EXERCISE DETAILS: Write out every entry again exactly as it stands.

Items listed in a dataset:
================================
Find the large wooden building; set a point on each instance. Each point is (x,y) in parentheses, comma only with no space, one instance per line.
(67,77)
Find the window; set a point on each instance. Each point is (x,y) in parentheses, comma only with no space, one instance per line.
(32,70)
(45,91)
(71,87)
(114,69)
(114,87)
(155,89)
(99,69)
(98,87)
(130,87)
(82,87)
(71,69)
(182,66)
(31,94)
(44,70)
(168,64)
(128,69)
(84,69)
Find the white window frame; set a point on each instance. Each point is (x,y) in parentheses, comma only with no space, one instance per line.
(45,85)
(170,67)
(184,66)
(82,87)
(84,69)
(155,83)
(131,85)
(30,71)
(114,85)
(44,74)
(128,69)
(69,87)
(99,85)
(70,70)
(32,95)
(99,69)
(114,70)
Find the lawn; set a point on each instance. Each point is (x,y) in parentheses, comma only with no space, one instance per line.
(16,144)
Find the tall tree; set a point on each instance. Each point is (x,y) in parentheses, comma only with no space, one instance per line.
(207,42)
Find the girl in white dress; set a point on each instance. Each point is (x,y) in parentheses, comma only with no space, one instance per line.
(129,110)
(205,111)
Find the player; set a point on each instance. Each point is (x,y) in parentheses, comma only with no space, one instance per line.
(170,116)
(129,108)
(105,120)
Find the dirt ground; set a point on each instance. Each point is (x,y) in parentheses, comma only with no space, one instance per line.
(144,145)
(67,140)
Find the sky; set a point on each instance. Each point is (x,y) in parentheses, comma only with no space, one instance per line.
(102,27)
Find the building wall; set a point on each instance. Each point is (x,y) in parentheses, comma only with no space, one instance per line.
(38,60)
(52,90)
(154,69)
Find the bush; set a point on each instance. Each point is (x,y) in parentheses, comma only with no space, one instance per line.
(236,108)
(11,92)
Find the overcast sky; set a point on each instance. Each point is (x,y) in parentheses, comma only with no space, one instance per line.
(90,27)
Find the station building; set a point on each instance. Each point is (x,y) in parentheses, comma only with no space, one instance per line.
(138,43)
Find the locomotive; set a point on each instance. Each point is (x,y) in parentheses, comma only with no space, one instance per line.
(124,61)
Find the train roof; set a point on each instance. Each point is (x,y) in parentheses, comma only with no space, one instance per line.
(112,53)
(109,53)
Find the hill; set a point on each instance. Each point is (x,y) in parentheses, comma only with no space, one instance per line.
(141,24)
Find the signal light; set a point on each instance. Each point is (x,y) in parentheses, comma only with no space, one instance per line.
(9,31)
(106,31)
================================
ANSWER BOX:
Find the large wooden building; set a point on each instance. Each point is (x,y) in parentheses, comma only with no space, one instance per line.
(67,77)
Find the window; set a point on each instance. Each point is (x,y) in parentheses, comma only with no space, one instance per line.
(32,70)
(45,91)
(71,87)
(114,69)
(114,87)
(155,89)
(99,69)
(98,87)
(130,87)
(82,87)
(71,69)
(182,66)
(31,94)
(44,70)
(168,64)
(128,69)
(84,69)
Find the white window frame; set a point on each instance. Each point is (x,y) in parentheses, comma only with no space, one instance per line.
(45,85)
(170,67)
(184,66)
(82,87)
(84,69)
(155,83)
(131,85)
(30,71)
(114,85)
(44,74)
(128,69)
(69,87)
(99,85)
(70,70)
(32,95)
(99,69)
(114,70)
Find the lawn; set a point on each instance. Each point is (x,y) in parentheses, comma only with no space, one instance per line.
(16,144)
Find the tall tree; set a point on each instance. Each point is (x,y) in parentheses, comma only with no space, one instance per line.
(207,42)
Find the girl in white dress; set a point on each instance. Each point is (x,y) in parentheses, comma only with no space, one instance per line.
(129,110)
(205,111)
Find the player; set a point on each instance. Each point is (x,y) in parentheses, comma only with no space, one instance per line.
(170,116)
(129,108)
(105,120)
Find the dirt ground; set a point on each instance. Each point is (x,y) in parentheses, comma only with no space, one instance per line.
(144,145)
(67,140)
Find the sky; set a point on each instance. Each point is (x,y) in parentheses, comma only with no space, one instance per line.
(102,27)
Find the building wall; set a point on each instance. Each point is (x,y) in parentheses, comma only with no space, one instance per line.
(38,60)
(52,90)
(154,69)
Find the bush; set a point on each instance. Each point is (x,y) in parentheses, comma only with no space, one instance per line.
(236,108)
(11,92)
Find the overcast sky; set a point on each instance. Each point is (x,y) in parentheses, comma only with no space, one instance per line.
(90,27)
Find the station building; set a point on each instance. Each point is (x,y) in parentheses, comma only with no space, one instance per line.
(138,43)
Find the locomotive; set a point on each instance. Each point is (x,y) in parentheses, comma only with no space, one instance per line.
(124,61)
Find the train roof; set a point on each instance. Each point is (x,y) in parentheses, comma only with no space, one instance per line.
(112,53)
(109,53)
Find the hill; set a point on each instance. Each point is (x,y) in parentheses, comma only with no space, one instance per line.
(141,24)
Find the signal light; set a point on each instance. Each point is (x,y) in parentheses, comma only with no space, one instance per line.
(9,31)
(106,31)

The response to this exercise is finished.